- [Collection entries]:
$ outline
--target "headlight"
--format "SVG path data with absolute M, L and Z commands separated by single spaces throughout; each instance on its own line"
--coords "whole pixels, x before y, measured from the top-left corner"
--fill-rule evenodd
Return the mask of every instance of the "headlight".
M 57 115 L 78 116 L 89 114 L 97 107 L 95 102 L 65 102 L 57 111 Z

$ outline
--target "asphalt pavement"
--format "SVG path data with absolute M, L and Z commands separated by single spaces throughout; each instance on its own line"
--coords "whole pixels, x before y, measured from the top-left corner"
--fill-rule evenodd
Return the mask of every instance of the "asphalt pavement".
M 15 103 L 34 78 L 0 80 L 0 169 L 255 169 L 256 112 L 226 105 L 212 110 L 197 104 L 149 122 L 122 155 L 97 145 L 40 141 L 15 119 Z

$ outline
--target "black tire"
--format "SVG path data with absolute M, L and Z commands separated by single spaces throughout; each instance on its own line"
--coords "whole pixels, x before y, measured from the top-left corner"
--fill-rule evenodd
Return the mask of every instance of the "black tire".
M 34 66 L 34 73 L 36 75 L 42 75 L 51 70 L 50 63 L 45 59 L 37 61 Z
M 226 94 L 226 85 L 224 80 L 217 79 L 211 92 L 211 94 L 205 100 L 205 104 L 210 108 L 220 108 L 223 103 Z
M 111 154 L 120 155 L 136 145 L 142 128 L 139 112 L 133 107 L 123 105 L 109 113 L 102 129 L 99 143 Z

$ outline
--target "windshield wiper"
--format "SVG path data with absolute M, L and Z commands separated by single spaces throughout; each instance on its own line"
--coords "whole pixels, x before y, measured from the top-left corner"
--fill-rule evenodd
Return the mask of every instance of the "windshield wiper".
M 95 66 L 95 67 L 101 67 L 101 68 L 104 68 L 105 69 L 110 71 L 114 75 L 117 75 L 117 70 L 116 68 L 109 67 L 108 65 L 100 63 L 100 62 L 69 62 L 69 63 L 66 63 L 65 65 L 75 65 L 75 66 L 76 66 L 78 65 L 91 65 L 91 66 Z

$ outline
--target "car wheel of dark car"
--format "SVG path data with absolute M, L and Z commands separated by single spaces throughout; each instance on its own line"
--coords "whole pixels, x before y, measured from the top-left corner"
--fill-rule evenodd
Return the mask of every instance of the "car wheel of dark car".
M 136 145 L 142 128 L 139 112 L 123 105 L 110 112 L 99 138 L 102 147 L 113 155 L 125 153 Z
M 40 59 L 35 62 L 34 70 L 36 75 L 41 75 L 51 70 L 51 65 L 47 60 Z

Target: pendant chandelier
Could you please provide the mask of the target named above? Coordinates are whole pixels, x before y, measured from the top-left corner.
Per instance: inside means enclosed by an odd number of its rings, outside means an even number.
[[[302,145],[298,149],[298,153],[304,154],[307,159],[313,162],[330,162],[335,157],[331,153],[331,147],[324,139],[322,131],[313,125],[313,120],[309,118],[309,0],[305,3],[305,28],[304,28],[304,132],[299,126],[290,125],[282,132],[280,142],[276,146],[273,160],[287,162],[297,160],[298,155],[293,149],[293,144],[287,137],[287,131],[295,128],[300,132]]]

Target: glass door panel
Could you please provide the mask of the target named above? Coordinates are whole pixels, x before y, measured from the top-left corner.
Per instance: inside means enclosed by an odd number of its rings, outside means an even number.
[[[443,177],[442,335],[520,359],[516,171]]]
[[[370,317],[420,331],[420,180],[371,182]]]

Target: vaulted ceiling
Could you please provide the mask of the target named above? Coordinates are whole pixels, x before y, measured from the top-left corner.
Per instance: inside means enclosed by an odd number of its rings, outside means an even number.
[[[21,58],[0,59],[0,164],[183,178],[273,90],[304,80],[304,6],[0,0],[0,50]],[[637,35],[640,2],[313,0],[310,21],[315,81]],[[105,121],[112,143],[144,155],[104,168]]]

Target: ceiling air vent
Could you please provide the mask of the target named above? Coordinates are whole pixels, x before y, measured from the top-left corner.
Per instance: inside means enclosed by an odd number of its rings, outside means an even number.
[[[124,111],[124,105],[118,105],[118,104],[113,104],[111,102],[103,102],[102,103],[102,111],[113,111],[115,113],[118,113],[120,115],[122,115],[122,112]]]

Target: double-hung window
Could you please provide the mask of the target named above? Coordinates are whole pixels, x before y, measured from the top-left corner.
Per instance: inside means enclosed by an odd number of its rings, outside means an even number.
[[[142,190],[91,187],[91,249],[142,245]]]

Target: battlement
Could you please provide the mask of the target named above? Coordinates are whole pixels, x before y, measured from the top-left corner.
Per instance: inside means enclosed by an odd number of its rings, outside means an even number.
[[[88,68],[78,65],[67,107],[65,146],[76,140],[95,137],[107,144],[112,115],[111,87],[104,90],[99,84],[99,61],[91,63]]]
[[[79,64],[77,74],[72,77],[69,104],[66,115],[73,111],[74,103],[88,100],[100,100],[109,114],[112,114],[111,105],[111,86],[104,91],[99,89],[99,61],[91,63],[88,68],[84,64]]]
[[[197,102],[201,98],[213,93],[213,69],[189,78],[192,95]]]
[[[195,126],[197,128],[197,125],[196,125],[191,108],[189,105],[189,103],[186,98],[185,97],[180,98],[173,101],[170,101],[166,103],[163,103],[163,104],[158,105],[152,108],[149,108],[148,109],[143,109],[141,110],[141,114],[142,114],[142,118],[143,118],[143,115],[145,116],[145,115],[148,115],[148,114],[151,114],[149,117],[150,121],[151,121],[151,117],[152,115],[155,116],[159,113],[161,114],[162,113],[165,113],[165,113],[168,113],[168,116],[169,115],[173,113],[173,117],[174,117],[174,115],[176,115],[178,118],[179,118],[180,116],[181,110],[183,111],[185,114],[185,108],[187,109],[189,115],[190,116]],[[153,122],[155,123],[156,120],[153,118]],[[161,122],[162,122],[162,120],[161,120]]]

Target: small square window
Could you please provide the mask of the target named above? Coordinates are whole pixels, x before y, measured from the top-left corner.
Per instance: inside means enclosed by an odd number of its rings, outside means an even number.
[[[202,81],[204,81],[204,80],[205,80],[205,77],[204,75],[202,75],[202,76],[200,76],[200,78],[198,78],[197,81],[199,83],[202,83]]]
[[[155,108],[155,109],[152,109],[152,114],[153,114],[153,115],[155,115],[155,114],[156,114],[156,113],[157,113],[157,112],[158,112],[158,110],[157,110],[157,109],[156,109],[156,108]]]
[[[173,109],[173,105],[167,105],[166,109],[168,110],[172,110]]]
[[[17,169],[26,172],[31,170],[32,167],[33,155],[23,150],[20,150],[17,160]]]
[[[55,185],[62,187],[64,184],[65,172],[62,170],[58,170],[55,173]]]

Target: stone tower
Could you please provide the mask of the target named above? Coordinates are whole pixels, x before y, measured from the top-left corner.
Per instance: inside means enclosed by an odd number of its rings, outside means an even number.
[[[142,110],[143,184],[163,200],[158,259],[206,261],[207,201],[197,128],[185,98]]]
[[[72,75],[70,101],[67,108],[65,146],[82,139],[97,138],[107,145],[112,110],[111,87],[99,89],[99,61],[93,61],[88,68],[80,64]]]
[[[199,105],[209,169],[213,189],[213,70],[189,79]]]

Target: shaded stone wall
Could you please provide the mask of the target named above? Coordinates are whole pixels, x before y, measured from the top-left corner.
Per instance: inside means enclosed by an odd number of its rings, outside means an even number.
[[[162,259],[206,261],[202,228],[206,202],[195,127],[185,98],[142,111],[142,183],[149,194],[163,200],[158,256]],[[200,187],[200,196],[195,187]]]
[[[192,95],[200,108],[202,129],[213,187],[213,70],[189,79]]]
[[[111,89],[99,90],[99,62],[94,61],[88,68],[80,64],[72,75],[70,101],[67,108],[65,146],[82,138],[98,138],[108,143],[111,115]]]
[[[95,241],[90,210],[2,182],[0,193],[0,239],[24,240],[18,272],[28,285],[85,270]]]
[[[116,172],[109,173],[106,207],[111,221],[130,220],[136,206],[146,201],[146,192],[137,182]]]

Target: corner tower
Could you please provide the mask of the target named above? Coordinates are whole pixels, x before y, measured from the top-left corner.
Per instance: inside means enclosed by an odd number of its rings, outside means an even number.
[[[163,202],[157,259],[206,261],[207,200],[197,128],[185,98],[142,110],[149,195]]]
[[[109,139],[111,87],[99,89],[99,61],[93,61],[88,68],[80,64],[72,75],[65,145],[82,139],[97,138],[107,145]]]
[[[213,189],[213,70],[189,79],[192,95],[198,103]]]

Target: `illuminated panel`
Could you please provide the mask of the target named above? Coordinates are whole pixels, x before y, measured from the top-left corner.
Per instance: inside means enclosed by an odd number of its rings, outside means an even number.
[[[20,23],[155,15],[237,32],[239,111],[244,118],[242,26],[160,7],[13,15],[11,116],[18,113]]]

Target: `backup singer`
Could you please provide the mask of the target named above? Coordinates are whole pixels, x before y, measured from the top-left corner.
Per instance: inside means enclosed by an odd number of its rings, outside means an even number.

- [STATED PROBLEM]: Render the records from the line with "Target: pendant chandelier" to the line with "[[[370,317],[420,331],[420,180],[371,182]]]" as a Markdown table with columns No. and Text, one numbered row per line and blank lines left out.

- [SOLUTION TO THE EXERCISE]:
| No. | Text |
|---|---|
| 1 | Target: pendant chandelier |
| 2 | Could you please provide the mask of the target named above? Coordinates are whole pixels, x before y, measured from the top-left corner. |
| 3 | Per instance: inside means enclosed by an odd number of its rings, outside means an even number. |
| 4 | [[[302,145],[298,149],[298,153],[304,154],[307,159],[313,162],[330,162],[335,157],[331,153],[331,147],[324,139],[322,131],[313,125],[313,120],[309,118],[309,0],[305,3],[305,28],[304,28],[304,132],[299,126],[290,125],[282,132],[280,142],[276,146],[273,160],[287,162],[297,160],[298,155],[293,149],[293,144],[287,137],[287,131],[295,128],[300,132]]] |
| 5 | Target: glass door panel |
| 6 | Could you please provide the mask of the target named above? Coordinates are whole pixels, x before y, measured from the top-left corner. |
| 7 | Per instance: inside means enclosed by an odd number of its rings, outside means an even number. |
| 8 | [[[443,177],[442,335],[520,359],[516,171]]] |
| 9 | [[[370,317],[420,331],[420,180],[371,182]]] |